REQUIRED TASK
Please copy the part of the server instructions below, starting with "Here we describe" and going on through "the client (Agent)".

Acrobot task spec was not allocating enough memory. This caused memory faults on some platforms.

How Interact with the Server

Here we describe how to connect a C agent and a Java agent to the competition environments on the server.

Evaluating an agent "remotely" on the server is basically the same as "locally", except we don't have to worry about the server. To evaluate an agent "remotely" you must follow the following steps:

1. Edit RLcommon.h to match the environment types
2. Compile your agent with the correct client
3. Run the client (Agent)

For example, to evaluate the ZeroAgent.cpp on the Cat and Mouse problem:

Open a terminal. Goto Client Directory!

Edit RLcommon.h:
    typedef int* Observation;
    typedef int Action;

Edit makeAgentC:
    AGENTV = ZeroAgent.cpp

Compile:
    >> make -f makeAgentC clean
    >> make -f makeAgentC

Run:
    ./RL_client 129.128.22.27 3490 (3490 is the port number for the cat and mouse environment)

----

To evaluate the ZeroAgent.java on the Cart-pole problem:

Open a terminal. Goto Client Directory!

(Labeled region rows)
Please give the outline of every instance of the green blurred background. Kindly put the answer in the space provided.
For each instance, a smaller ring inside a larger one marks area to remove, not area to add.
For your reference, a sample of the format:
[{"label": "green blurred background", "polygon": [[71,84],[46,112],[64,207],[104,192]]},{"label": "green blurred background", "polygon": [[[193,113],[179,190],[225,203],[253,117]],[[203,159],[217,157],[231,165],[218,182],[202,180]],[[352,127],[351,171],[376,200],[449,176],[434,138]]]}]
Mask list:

SOLUTION TO THE PROBLEM
Here we describe how to connect a C agent and a Java agent to the competition environments on the server.

Evaluating an agent "remotely" on the server is basically the same as "locally", except we don't have to worry about the server. To evaluate an agent "remotely" you must follow the following steps:

1. Edit RLcommon.h to match the environment types
2. Compile your agent with the correct client
3. Run the client (Agent)